• Written exercise
In the passage about US clouds in the EU, where does CNIL say personal health data should be stored?

Source: https://www.documentcloud.org/documents/7224049-Me-moireCnilHDH.html

Unlike Tik Tok in the US or Facebook in China, US clouds are not banned in the EU. However, using US clouds to process or store personal data of EU residents could be illegal. Using EU clouds submitted to US laws to process or store personal data of EU residents could also be illegal.

This situation is a direct consequence of the "Shrems II" ruling by the Court of Justice of the European Union (CJEU), an equivalent in EU of the US Supreme Court, which applies to all EU.

Source: https://en.wikipedia.org/wiki/Max_Schrems#Schrems_II

France's CNIL had thus to apply "Shrems II" ruling in its decision. Currently, EU residents have no appeal if US authorities remotely access their personal data stored in EU through legal enforcement laws such as CLOUD Act, FISA and Executive Order 12333.

CNIL suggests that in order to preserve fundamental liberties, personal health data should be stored on a cloud operated in Europe by juridical entities that are completely independent of any business activity in the US. CNIL suggests technology licensing approaches for US clouds to operate legally in EU whenever personal data of EU citizens needs to be stored.

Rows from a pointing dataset
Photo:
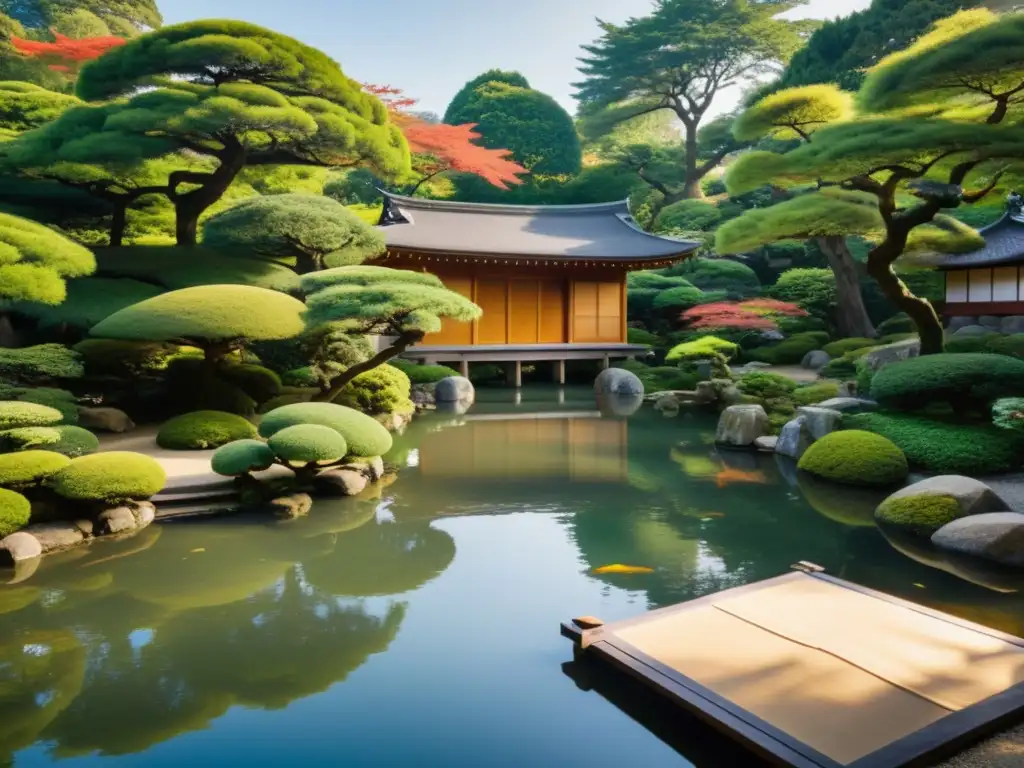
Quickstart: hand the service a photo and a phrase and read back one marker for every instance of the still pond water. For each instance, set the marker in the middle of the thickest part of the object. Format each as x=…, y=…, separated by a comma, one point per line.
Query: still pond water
x=420, y=627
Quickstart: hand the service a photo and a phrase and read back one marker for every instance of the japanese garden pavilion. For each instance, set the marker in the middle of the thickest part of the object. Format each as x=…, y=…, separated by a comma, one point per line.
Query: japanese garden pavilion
x=551, y=280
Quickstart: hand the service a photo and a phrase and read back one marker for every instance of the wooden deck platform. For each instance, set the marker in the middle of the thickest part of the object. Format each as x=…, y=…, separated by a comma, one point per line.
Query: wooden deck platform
x=810, y=671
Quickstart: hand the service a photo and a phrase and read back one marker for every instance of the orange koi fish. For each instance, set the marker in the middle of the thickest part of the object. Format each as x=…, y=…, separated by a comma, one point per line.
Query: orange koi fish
x=623, y=569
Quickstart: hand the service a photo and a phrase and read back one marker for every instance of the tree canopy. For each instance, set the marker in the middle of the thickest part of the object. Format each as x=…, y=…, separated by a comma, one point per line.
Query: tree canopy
x=314, y=230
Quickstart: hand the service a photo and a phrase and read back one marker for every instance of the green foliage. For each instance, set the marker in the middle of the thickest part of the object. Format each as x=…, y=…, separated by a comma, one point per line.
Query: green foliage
x=1009, y=414
x=766, y=385
x=208, y=313
x=113, y=477
x=242, y=457
x=385, y=389
x=964, y=381
x=305, y=443
x=176, y=266
x=921, y=515
x=841, y=347
x=364, y=435
x=38, y=365
x=688, y=216
x=69, y=440
x=855, y=458
x=204, y=429
x=423, y=374
x=314, y=230
x=14, y=415
x=14, y=512
x=945, y=448
x=35, y=261
x=812, y=394
x=795, y=113
x=29, y=468
x=89, y=301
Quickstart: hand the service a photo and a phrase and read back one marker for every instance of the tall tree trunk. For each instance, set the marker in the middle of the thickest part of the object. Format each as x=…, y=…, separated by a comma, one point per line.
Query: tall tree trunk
x=851, y=315
x=880, y=262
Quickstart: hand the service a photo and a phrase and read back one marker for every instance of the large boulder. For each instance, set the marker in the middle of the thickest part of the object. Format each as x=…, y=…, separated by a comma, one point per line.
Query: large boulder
x=927, y=506
x=997, y=537
x=816, y=359
x=819, y=421
x=619, y=382
x=739, y=426
x=455, y=389
x=794, y=439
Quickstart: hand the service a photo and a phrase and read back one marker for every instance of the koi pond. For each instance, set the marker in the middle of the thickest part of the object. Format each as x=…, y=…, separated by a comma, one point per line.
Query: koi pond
x=420, y=627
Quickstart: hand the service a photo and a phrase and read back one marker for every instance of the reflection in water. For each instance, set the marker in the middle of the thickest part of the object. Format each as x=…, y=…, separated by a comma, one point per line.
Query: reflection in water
x=124, y=646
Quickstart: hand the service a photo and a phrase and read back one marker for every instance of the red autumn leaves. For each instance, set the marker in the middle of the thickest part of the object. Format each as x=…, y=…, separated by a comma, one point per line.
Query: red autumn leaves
x=442, y=147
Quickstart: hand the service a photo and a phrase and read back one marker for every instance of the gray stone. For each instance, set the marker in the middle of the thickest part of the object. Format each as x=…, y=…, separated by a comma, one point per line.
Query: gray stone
x=455, y=389
x=794, y=439
x=816, y=360
x=55, y=536
x=901, y=350
x=1012, y=325
x=975, y=498
x=617, y=381
x=291, y=507
x=848, y=404
x=997, y=537
x=117, y=520
x=339, y=482
x=19, y=547
x=819, y=421
x=741, y=425
x=104, y=419
x=968, y=331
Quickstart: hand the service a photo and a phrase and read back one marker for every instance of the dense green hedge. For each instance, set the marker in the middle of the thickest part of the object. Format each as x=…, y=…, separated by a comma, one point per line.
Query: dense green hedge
x=964, y=381
x=202, y=430
x=855, y=458
x=945, y=448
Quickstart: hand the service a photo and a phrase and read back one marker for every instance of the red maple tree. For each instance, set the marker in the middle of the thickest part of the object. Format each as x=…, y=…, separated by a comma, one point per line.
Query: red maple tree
x=65, y=53
x=438, y=147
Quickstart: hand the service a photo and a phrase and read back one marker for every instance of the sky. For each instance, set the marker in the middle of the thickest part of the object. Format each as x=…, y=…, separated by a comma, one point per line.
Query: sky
x=430, y=48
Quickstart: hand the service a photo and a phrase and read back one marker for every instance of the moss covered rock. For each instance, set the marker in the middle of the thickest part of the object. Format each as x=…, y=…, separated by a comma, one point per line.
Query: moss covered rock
x=241, y=457
x=364, y=435
x=305, y=443
x=113, y=477
x=30, y=467
x=204, y=429
x=14, y=512
x=855, y=458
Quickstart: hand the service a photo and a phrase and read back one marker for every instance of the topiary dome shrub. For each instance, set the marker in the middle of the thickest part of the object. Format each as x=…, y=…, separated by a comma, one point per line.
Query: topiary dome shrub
x=364, y=435
x=855, y=458
x=29, y=468
x=242, y=457
x=963, y=381
x=202, y=430
x=308, y=443
x=111, y=477
x=14, y=512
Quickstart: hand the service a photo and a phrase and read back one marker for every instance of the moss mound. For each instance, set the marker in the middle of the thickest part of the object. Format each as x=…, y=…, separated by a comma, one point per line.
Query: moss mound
x=945, y=448
x=114, y=476
x=304, y=443
x=921, y=515
x=14, y=512
x=855, y=458
x=30, y=467
x=204, y=429
x=14, y=415
x=70, y=440
x=241, y=457
x=364, y=435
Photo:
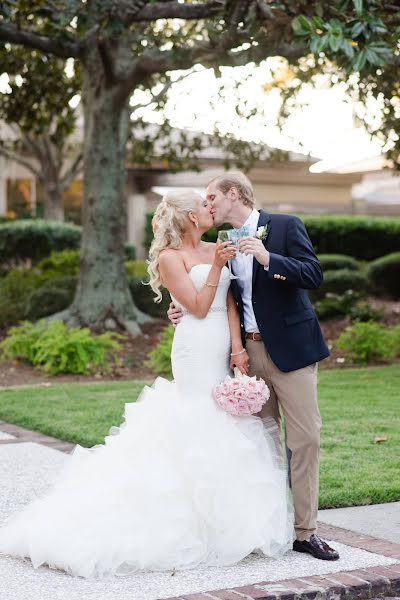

• Output for this exercise
On a cloud operated in Europe by juridical entities that are completely independent of any business activity in the US.